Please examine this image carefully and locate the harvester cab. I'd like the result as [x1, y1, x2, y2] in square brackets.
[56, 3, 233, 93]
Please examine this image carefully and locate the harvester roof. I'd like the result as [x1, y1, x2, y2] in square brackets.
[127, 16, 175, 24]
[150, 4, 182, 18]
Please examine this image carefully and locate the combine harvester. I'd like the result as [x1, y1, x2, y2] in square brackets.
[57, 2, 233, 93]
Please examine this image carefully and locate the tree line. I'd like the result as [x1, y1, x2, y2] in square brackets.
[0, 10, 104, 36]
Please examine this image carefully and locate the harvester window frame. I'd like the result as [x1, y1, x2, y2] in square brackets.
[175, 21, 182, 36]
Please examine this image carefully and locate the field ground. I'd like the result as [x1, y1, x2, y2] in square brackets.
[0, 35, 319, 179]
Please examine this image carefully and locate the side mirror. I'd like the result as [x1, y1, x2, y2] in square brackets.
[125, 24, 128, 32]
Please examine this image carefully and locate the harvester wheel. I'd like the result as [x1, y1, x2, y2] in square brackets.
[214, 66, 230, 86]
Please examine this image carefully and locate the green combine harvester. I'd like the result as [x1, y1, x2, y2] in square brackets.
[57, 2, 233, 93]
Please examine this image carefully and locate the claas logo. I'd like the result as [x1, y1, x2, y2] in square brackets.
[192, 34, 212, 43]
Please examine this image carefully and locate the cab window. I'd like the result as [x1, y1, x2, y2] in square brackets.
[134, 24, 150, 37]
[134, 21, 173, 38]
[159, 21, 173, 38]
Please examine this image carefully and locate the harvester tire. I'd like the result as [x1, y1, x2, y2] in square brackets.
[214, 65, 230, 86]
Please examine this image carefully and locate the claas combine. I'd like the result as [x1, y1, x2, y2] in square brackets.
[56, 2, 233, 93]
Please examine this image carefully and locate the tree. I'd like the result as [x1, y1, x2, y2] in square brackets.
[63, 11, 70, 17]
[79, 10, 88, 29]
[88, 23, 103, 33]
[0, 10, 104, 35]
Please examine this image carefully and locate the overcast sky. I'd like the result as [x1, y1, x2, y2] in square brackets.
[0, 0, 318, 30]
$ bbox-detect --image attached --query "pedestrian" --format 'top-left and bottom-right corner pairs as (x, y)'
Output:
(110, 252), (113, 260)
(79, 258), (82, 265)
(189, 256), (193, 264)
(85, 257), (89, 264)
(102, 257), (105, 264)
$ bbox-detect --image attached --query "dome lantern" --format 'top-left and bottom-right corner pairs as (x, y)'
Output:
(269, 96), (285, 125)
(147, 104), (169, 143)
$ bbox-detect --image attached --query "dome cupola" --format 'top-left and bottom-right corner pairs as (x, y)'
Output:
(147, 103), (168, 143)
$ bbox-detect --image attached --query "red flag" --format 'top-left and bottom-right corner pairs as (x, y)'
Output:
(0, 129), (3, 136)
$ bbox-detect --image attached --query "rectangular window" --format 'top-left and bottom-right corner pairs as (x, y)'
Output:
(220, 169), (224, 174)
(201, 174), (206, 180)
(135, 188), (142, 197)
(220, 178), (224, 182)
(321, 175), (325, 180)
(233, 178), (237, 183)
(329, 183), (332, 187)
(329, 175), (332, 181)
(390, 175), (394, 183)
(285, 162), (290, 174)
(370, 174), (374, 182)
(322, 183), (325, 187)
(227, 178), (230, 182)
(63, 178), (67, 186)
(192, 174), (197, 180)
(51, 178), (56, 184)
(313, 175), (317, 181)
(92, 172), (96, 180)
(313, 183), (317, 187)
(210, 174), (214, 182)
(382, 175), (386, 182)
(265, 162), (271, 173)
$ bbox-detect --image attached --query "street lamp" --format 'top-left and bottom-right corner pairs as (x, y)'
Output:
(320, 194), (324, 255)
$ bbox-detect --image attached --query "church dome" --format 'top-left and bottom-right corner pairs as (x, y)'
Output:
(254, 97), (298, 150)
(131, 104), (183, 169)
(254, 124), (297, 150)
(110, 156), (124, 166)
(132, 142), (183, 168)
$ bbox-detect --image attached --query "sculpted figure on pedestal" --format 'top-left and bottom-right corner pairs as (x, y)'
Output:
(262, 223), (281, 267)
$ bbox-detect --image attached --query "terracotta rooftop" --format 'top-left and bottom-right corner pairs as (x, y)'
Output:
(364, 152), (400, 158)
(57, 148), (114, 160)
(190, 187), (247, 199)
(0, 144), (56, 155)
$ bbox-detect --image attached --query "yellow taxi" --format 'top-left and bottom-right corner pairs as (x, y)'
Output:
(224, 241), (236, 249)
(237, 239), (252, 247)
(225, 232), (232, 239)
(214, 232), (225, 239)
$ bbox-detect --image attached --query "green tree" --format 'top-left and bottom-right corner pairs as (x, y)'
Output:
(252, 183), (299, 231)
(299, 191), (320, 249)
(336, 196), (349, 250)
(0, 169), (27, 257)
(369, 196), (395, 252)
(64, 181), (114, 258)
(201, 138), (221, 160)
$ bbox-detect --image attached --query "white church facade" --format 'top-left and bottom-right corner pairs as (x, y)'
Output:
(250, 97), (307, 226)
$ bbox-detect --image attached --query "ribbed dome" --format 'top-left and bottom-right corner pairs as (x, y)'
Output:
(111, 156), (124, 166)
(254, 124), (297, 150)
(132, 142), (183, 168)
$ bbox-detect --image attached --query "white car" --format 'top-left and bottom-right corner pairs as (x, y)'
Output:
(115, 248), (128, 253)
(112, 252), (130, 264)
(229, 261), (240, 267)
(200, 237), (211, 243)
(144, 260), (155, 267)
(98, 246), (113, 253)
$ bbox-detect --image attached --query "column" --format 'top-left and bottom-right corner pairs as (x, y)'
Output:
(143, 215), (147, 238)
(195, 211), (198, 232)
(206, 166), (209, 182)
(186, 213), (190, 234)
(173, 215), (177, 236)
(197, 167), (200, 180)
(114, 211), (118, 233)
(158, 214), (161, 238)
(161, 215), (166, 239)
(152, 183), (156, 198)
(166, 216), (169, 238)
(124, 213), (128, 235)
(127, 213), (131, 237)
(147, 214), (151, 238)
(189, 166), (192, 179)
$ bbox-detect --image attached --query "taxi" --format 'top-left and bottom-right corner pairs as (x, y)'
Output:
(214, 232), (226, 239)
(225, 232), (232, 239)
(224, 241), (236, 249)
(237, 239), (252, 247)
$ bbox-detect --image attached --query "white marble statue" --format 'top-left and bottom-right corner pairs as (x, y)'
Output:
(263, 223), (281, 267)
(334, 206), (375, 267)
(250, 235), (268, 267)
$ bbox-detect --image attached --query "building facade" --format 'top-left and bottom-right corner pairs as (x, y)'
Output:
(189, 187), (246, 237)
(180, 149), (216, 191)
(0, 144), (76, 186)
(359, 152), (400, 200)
******
Your instructions: Look through the entries above, and wherever a line holds the word "church", copy it.

Answer space:
$ bbox-detect --image attached --query "church dome" --format 'top-left and bottom-right corner pairs as (x, y)'
$ bbox-detect --image attached --query "white church facade" --format 'top-left and bottom-right corner pairs as (x, y)'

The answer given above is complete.